記述問題 1:
抜粋について、次の問いに答えてください。
(a) ページ冒頭の一覧で、44通目の題は何ですか。
(b) 事件を起こした女子中学生が襲ったのは、母娘のうち母と娘のどちらでしたか。
(c) 自分が親に似てきてそういう自分が嫌でたまらないという体験は、どの年頃の青年にありがちだと筆者は述べていますか。

<T024-15>高槻カウンセリングセンター便り集(15)
(本ページの内容)
・高槻カウンセリングセンター便り~43通目:親に似ることを嘆く
・高槻カウンセリングセンター便り~44通目:ファースト感情
・高槻カウンセリングセンター便り~45通目:「治る人・治らない人」(1)
・終わりに
<高槻カウンセリングセンター便り~43通目:親に似ることを嘆く>
今朝のワイドショーである事件が報道された。
10代の女子中学生が、路上で、見ず知らずの母娘に襲い掛かったのだ。この子の供述によると、自分が母親に似てきたのが嫌で、母親と弟を殺そうと思い、その予行演習として事件を起こしてしまったそうである。
なぜ予行演習が必要なのだろうか。僕はこの子は母殺しを本当は回避したいのではないかと思っている。現にこの子が襲ったのは、母ではなく、娘の方であった。この子は母を刺せないだろうと思う。
この子は自分が母親に似てきたということを嘆いている。ここには母親との同一視が働いている。もう少し言えば、自分の悪い何かを母に見てしまい、その母との類似性を嘆いているのだから投影同一視ということになるだろうか。
この場合、対象である母親はこの子自身でもある。心的な意味で、この子の一部を母親が担っていることになっている。母を亡き者にすることは自己の一部を失うような体験となるかもしれない。だから、どこかでそれを回避したい心的機制が働くのではないかと思う。そして、もし本当に母親を殺したら、この子は精神病になるかもしれない。
しかし、まあ、この事件のことは置いておこう。分からないことが多すぎるからだ。
この子の訴えているようなこと、つまり、自分が親に似てきて、そういう自分が嫌でたまらないといった体験は、思春期頃の青年にはありがちなことだと僕は思っている。人はそれを引き受けていく(受け入れるのではない)のだと思う。
一言補足しておくと、僕はそれは正確ではないと考えている。親に似てきたことが耐えられないのではなく、自分の中に耐えがたい悪い何かを先に見てしまうのである。その後で親に意味付与してしまうものであると考えている。悪いものが自分にありながら、それは親に属しているものであると捉え直すことで、自分に救いをもたらそうとする営みなのだと思う。

提供情報:
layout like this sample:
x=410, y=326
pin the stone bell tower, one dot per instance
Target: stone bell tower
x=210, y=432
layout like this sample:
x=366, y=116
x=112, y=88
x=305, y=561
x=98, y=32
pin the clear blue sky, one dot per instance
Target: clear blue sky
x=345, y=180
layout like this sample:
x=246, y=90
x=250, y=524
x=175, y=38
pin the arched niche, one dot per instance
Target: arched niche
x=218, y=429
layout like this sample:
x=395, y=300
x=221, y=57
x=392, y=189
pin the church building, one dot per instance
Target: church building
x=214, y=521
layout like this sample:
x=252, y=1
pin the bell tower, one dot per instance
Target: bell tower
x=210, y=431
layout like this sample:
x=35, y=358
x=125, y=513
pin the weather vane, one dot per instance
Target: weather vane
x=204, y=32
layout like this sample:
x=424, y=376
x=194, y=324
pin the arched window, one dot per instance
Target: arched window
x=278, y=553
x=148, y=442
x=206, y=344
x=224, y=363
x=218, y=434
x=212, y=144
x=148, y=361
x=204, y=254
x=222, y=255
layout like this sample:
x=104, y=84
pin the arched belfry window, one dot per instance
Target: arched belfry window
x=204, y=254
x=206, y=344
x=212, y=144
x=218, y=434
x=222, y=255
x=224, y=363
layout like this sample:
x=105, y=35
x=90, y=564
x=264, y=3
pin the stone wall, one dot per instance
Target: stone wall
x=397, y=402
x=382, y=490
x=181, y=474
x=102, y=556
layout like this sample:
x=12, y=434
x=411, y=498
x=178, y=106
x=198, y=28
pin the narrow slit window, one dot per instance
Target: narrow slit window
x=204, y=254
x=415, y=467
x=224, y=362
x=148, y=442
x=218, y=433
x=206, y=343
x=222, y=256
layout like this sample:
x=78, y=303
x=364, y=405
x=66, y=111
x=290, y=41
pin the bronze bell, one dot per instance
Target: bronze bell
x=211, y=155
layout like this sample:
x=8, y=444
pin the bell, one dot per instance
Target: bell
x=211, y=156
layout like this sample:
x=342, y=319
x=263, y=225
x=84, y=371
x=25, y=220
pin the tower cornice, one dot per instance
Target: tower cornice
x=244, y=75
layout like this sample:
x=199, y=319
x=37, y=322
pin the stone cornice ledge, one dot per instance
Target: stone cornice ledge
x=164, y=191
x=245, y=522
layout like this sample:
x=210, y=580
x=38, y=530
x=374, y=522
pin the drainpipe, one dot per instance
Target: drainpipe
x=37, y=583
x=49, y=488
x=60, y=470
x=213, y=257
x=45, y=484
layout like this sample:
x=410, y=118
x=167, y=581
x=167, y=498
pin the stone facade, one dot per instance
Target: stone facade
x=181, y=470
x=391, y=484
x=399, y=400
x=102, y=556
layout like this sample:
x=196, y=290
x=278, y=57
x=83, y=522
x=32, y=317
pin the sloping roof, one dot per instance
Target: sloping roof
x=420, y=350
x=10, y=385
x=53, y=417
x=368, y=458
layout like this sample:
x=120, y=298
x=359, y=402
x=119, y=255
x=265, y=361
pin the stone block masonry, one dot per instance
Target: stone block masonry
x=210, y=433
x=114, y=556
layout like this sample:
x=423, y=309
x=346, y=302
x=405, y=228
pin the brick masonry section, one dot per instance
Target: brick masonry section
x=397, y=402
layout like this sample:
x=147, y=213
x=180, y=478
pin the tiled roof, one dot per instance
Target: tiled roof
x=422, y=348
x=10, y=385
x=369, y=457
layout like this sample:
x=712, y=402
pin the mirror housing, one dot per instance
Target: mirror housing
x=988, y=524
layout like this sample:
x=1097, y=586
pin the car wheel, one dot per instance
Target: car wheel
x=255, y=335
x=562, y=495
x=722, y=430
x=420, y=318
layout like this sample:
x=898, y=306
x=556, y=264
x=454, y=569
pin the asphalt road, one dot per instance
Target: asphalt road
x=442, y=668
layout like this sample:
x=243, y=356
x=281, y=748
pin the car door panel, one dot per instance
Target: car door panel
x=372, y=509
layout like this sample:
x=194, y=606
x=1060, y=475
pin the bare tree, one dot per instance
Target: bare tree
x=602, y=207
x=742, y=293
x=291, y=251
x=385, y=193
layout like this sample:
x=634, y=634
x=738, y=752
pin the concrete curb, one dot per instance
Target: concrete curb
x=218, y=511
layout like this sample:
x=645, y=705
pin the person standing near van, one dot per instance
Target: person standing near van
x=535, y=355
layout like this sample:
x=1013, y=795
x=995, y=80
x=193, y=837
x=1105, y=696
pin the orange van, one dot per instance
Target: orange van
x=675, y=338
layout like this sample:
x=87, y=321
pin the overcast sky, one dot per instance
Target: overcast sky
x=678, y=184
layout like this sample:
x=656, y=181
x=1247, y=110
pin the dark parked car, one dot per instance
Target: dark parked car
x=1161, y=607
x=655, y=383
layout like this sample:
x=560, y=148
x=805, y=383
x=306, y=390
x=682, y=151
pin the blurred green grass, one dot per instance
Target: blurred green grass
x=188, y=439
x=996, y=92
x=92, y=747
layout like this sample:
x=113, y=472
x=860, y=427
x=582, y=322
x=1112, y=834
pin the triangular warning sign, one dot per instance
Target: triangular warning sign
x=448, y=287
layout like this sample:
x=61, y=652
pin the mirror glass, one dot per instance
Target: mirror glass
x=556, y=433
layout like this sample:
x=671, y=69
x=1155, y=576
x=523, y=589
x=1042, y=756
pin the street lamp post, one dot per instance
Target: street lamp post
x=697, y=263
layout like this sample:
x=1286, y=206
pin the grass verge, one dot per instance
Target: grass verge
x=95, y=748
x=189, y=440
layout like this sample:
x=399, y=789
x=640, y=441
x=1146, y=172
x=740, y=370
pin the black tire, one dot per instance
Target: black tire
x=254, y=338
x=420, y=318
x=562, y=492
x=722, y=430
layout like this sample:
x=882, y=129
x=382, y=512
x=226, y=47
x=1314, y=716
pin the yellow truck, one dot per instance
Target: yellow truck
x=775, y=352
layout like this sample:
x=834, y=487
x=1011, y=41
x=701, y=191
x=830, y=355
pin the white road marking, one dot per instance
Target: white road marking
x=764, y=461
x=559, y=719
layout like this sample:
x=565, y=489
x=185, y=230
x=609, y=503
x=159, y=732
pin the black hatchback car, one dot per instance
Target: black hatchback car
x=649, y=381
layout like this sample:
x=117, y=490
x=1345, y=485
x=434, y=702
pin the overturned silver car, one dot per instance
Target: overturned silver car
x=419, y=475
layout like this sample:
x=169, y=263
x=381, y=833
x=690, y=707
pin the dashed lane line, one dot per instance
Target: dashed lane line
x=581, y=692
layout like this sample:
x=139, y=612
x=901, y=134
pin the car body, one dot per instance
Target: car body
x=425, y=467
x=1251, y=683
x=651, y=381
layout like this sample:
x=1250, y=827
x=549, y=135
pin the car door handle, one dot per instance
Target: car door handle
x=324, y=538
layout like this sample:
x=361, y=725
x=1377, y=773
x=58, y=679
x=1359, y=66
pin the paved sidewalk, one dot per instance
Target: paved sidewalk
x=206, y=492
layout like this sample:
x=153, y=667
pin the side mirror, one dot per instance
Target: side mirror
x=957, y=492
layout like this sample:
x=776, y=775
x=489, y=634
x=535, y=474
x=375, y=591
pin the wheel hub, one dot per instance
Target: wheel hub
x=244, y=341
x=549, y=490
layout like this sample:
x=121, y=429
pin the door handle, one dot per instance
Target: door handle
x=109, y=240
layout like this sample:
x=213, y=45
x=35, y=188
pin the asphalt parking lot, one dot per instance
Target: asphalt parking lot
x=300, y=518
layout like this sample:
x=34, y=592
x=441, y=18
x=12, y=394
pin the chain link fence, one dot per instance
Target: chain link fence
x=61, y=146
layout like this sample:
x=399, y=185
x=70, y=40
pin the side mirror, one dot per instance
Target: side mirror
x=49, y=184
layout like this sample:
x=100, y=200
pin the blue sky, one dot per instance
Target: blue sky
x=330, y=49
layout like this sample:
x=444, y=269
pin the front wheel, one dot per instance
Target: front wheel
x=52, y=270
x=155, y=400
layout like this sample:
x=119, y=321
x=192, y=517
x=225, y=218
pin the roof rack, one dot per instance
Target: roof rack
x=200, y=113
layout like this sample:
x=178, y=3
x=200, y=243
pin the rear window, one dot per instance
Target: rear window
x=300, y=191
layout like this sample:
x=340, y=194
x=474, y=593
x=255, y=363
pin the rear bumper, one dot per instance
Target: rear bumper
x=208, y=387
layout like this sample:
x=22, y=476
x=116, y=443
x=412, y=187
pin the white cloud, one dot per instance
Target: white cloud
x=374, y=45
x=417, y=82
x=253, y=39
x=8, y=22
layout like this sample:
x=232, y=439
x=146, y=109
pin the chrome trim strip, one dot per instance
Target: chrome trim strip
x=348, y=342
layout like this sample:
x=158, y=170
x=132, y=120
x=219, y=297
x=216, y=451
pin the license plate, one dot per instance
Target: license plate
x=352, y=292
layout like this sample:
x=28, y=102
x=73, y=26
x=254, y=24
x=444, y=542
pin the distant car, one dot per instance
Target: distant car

記述問題 2: 記録の最初の行から「x=345, y=180」を含む行までを、「番号」と「行」の2列からなるMarkdownの表に組み直してください。両端の行も含め、空行は省いてください。

正答 1:
(a) ファースト感情
(b) 娘
(c) 思春期頃

正答 2:
| 番号 | 行 |
|---|---|
| 1 | layout like this sample: |
| 2 | x=410, y=326 |
| 3 | pin the stone bell tower, one dot per instance |
| 4 | Target: stone bell tower |
| 5 | x=210, y=432 |
| 6 | layout like this sample: |
| 7 | x=366, y=116 |
| 8 | x=112, y=88 |
| 9 | x=305, y=561 |
| 10 | x=98, y=32 |
| 11 | pin the clear blue sky, one dot per instance |
| 12 | Target: clear blue sky |
| 13 | x=345, y=180 |